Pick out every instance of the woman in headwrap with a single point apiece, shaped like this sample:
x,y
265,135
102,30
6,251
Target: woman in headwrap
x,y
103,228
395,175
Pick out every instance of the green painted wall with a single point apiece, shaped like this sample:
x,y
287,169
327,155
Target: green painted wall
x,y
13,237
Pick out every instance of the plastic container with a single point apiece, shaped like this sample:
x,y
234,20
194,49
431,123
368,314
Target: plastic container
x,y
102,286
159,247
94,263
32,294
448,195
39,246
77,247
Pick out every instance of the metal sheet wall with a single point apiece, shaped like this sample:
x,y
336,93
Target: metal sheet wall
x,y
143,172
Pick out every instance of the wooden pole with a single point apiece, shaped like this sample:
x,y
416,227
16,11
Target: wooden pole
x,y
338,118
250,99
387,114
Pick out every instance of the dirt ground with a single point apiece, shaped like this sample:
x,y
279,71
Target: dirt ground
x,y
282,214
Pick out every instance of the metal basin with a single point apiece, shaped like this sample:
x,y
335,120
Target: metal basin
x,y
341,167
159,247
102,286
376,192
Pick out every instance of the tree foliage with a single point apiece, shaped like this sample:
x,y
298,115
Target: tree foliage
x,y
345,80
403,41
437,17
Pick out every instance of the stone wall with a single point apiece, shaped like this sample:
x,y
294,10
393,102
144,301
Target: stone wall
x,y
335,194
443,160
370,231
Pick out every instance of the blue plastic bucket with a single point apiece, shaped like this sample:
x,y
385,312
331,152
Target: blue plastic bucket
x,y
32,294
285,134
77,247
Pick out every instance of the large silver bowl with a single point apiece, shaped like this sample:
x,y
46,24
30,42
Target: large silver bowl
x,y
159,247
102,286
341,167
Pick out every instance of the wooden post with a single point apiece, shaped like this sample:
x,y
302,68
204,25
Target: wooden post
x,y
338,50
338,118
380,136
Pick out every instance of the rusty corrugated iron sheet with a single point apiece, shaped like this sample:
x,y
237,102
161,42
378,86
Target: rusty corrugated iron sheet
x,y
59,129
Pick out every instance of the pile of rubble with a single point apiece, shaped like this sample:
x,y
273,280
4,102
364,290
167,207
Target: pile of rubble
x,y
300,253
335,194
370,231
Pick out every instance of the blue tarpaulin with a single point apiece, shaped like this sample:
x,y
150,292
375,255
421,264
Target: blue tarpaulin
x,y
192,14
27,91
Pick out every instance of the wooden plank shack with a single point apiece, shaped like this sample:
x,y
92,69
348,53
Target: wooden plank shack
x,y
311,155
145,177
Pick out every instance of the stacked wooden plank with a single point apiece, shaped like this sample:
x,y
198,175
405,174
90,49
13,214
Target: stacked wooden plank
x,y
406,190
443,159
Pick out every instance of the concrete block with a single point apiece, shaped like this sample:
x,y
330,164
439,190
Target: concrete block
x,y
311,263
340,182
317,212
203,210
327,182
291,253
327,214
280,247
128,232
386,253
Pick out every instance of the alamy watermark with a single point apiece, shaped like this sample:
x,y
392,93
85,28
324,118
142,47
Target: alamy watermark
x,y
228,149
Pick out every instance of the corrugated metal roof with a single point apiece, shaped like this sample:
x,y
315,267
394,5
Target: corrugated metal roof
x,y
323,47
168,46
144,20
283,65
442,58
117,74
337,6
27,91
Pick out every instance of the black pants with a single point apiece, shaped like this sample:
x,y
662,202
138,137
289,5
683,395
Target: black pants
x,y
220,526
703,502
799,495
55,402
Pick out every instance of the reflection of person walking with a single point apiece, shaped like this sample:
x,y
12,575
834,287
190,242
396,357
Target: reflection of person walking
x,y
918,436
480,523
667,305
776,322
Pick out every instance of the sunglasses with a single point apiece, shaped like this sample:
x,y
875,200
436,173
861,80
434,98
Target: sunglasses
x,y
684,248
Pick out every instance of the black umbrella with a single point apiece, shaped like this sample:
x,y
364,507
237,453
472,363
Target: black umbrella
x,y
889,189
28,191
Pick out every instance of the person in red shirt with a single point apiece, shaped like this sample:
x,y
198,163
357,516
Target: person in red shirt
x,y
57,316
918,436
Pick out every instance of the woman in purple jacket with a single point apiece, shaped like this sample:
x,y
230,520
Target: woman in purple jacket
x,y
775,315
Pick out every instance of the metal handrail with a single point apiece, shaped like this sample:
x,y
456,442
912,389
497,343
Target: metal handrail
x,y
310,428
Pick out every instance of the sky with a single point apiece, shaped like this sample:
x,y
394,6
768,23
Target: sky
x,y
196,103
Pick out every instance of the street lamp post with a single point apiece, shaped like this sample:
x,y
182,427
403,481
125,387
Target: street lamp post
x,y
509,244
=====
§ Task instructions
Transcribe each record exactly. Leave nothing out.

§ Answer to this exercise
Pick out every instance of the woman in headwrap with a single point apiece, shaped like this sample:
x,y
265,135
102,30
6,251
Target: woman in headwrap
x,y
103,228
395,175
Pick out every instance of the green painted wall with a single point apiece, shaped like this sample:
x,y
287,169
327,155
Target: green painted wall
x,y
13,237
Pick out every instance of the plastic container with a single point apiece, shaped like this sample:
x,y
234,20
194,49
431,123
368,314
Target: plastic container
x,y
102,286
159,247
94,263
32,294
448,195
39,246
77,247
Pick out every instance of the metal sheet wall with a single point apiece, shaped like this sample:
x,y
336,93
Target: metal sheet wall
x,y
143,172
Pick out every instance of the wooden pole with a single point apiece, shaped like this sample:
x,y
416,227
16,11
Target: wooden pole
x,y
338,118
250,99
387,114
Pick out every instance of the dirt ground with a single point apiece, shaped like this sample:
x,y
279,71
Target: dirt ground
x,y
282,214
Pick out every instance of the metal basin with a single point apiece, shaped like this sample:
x,y
335,120
Target: metal basin
x,y
341,167
159,247
102,286
376,192
Pick out every instance of the tree foliage with a single point apiece, shaped like this sample:
x,y
298,115
Target: tree foliage
x,y
345,80
403,41
437,17
Pick out every instance of the stone wall with a single point apiece, shaped like this sample:
x,y
294,10
393,102
144,301
Target: stone wall
x,y
335,194
443,160
370,231
Pick out every instance of the blue plastic bucket with a single point apiece, shaped like this sample:
x,y
385,312
331,152
Target: blue plastic bucket
x,y
32,294
285,134
77,247
Pick out every instance of the large silver bowl with a single point apiece, shaped like this sample:
x,y
46,24
30,42
Target: large silver bowl
x,y
159,247
102,286
341,167
Pick out every instance of the wooden post with a single point apiece, shaped like this sample:
x,y
302,68
204,25
Target: wooden post
x,y
338,50
338,118
380,136
Pick out every instance of the rusty corrugated iron sheet with a single point apiece, shaped like this sample:
x,y
237,102
161,42
378,86
Target: rusty corrugated iron sheet
x,y
59,129
Pick out every instance of the pile of rubble with a single point apiece, shaped like this sample:
x,y
273,280
4,102
364,290
167,207
Target: pile of rubble
x,y
300,253
335,194
370,231
Pick out every instance of the blue tarpaulin with a single point apiece, shaped like this sample:
x,y
150,292
375,255
421,264
Target: blue tarpaulin
x,y
192,14
27,91
Pick out every instance of the wooden plank shack with a single point apiece, shaped like this sample:
x,y
92,69
348,53
Target: wooden plank shack
x,y
311,155
145,177
Pick out every instance of the stacked wooden plank with a single point apiece, shaped like this sample:
x,y
198,175
405,174
90,49
13,214
Target: stacked wooden plank
x,y
406,190
443,159
Pick out every instance of the concrete block with a single point apiece, shaped like this sample:
x,y
330,164
439,190
Target: concrete block
x,y
311,263
340,182
317,212
203,210
327,182
291,253
327,214
280,247
128,232
386,253
Pick out every instance of the alamy watermark with a single point apiece, shaped like this sample:
x,y
392,93
85,28
324,118
142,47
Target: alamy watermark
x,y
228,149
Pick out every instance of the corrugated metal roof with a single point apiece, shaped like this sample:
x,y
315,267
394,5
Target: corrugated metal roof
x,y
323,47
168,46
144,20
283,65
442,58
117,74
337,6
27,91
Pick out every instance of the black pants with a single point apiece, shaped like this sample:
x,y
662,202
138,137
289,5
683,395
Target: black pants
x,y
220,526
703,502
799,495
55,402
Pick out every instance of the reflection of person walking with a single point apiece, shaped like this sample:
x,y
12,575
834,287
190,242
396,357
Target: reflection of person walking
x,y
918,436
480,523
667,305
776,322
Pick out every instance of the sunglasses with a single point apiece, shaped like this sample:
x,y
875,200
436,173
861,80
434,98
Target: sunglasses
x,y
684,248
Pick out every instance of the black umbrella with a single point apiece, shaped like this sample:
x,y
364,507
237,453
472,363
Target: black umbrella
x,y
889,189
28,191
Pick out every instance of the person in red shirt with a single point apiece, shaped like this sample:
x,y
198,163
357,516
Target: person in red shirt
x,y
57,316
918,436
Pick out every instance of the woman in purple jacket with a single point apiece, shaped like this sample:
x,y
230,520
Target: woman in purple jacket
x,y
775,315
Pick out every instance of the metal handrail with a single point apiece, shaped like this sample:
x,y
456,442
912,389
497,343
Target: metal handrail
x,y
310,428
Pick out every instance of the sky with a single point apiece, shaped like this sample:
x,y
394,6
768,23
Target: sky
x,y
196,103
Pick out every instance of the street lamp post with a single point apiece, shaped like this sample:
x,y
182,427
403,481
125,387
Target: street lamp post
x,y
509,244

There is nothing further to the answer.